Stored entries
————

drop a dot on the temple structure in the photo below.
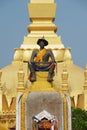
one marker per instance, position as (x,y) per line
(69,80)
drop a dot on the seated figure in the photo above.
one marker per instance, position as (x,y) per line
(39,61)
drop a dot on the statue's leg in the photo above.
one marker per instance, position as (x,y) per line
(32,73)
(51,73)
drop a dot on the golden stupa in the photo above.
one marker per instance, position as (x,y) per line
(14,77)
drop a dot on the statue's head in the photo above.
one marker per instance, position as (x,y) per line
(42,41)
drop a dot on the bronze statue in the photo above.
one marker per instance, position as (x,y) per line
(39,61)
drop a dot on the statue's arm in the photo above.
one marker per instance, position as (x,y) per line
(52,56)
(34,53)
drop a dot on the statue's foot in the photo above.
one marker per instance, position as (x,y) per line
(50,79)
(32,79)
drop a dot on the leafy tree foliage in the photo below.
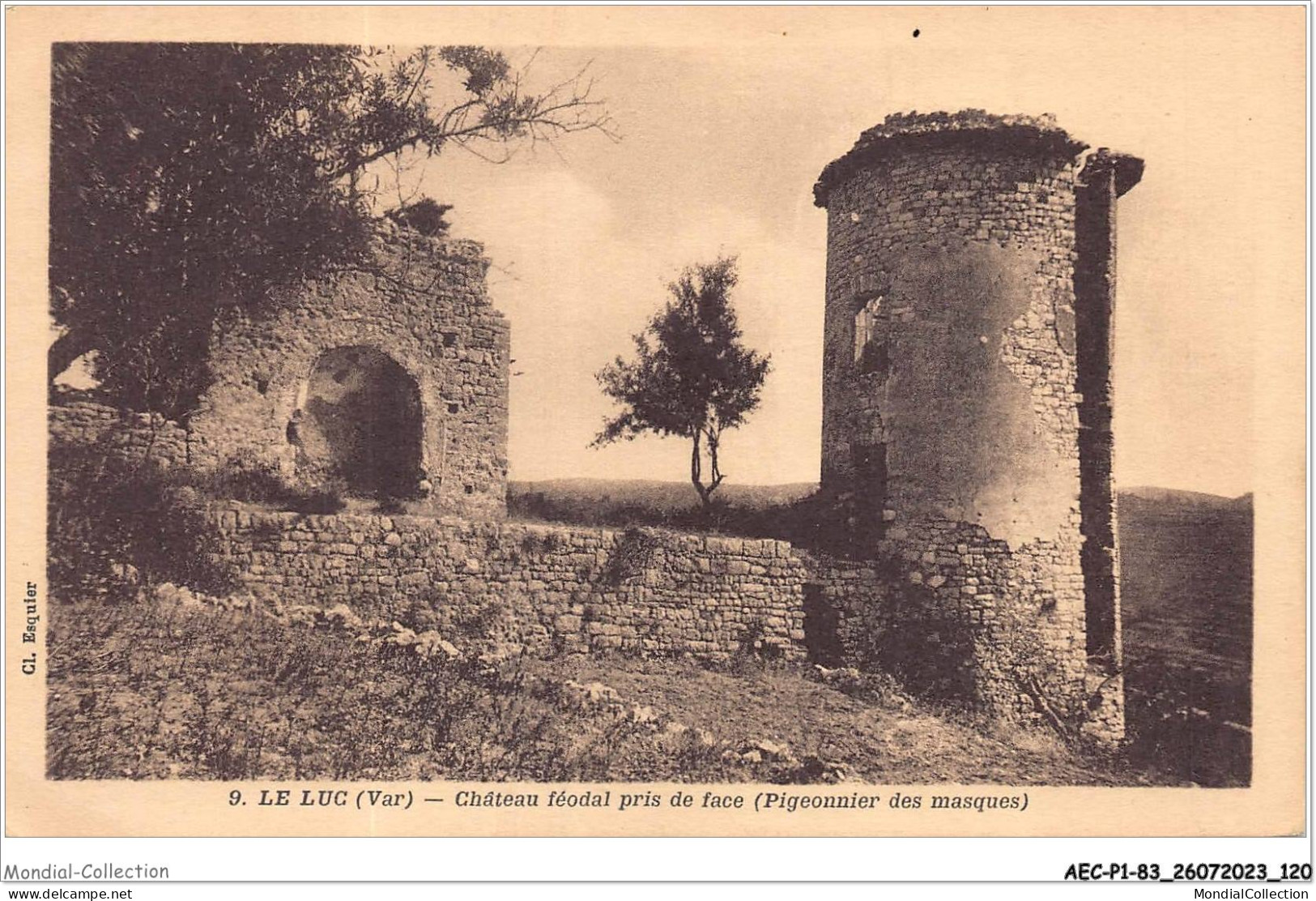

————

## Task description:
Your answer should be the lines above, from the line containing "drop a dot on the statue's leg" up to and including the line containing "drop a dot on the statue's head", reproduced exactly and with nothing else.

## Exercise answer:
drop a dot on the statue's leg in the photo above.
one marker per instance, position as (x,y) per line
(32,73)
(51,73)
drop a dot on the golden stupa in the photo above.
one marker per instance, position as (x,y) per line
(14,77)
drop a dot on the statue's head in the photo above.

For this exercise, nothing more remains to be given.